> [Task inputs]:
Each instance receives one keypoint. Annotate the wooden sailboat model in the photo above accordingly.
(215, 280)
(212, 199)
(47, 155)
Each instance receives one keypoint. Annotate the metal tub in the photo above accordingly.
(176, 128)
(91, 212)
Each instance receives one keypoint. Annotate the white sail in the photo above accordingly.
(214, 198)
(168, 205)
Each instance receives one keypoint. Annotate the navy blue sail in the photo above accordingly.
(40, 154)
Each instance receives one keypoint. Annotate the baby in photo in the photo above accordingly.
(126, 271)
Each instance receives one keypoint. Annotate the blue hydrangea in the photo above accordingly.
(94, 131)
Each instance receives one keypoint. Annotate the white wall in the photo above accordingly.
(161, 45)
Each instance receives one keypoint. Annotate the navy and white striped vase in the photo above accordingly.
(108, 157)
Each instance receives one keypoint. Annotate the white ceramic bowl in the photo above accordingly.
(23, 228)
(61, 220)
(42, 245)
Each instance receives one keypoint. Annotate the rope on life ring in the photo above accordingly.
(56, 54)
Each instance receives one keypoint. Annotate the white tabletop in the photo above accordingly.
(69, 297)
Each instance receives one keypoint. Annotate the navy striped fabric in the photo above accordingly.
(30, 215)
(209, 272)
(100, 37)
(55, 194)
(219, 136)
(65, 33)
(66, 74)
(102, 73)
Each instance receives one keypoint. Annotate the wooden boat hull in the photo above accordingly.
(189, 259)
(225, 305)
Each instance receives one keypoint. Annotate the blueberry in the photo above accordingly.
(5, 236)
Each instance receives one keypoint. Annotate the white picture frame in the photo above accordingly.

> [What the exercise asks]: Put every row above into a numbered list, and drop any blank lines.

> [Result below]:
1. Each instance receives one keypoint. Annotate the wooden sailboat model in the photo above accordingly.
2. (215, 280)
3. (212, 199)
4. (47, 155)
5. Each instance receives one keypoint. Annotate the metal tub in the photo above accordingly.
6. (176, 128)
7. (91, 212)
8. Each instance receives one keypoint. Annotate the white sail in the photo above accordingly.
9. (214, 198)
10. (168, 205)
11. Each instance receives one keypoint. Annotate the navy blue sail in the photo above accordingly.
12. (40, 154)
13. Each instance receives one keypoint. Annotate the baby in photo in the photo above accordingly.
14. (126, 271)
15. Each instance receives one keypoint. Annotate the blue hydrangea in the photo above accordingly.
16. (94, 131)
17. Each instance receives one keypoint. Annotate the white wall in the photo above accordingly.
18. (161, 45)
19. Each instance receives one keypoint. Annotate the navy and white striped vase in the photo above accordingly.
20. (108, 157)
21. Each instance receives one keypoint. Annotate the white ceramic bowl in the photo above accordingly.
22. (23, 228)
23. (61, 220)
24. (42, 245)
25. Each instance receives one keypoint. Annotate the rope on life ring in the photo above accordingly.
26. (56, 54)
27. Each instance receives one keypoint. Annotate the white tabletop in the photo above accordingly.
28. (69, 297)
29. Each instance receives one keypoint. Annotate the navy striped fabric in the photo above accordingly.
30. (30, 215)
31. (209, 272)
32. (100, 37)
33. (55, 194)
34. (219, 136)
35. (65, 33)
36. (66, 74)
37. (102, 73)
38. Each instance receives one keypoint. Annotate the wooden boat hull in the photo above accordingly.
39. (189, 259)
40. (225, 305)
41. Each instance receives one keypoint. Annotate the blueberry in the photo above accordingly.
42. (5, 236)
43. Each instance receives one keypoint. Annotate the white picture frame in the photo above accordingly.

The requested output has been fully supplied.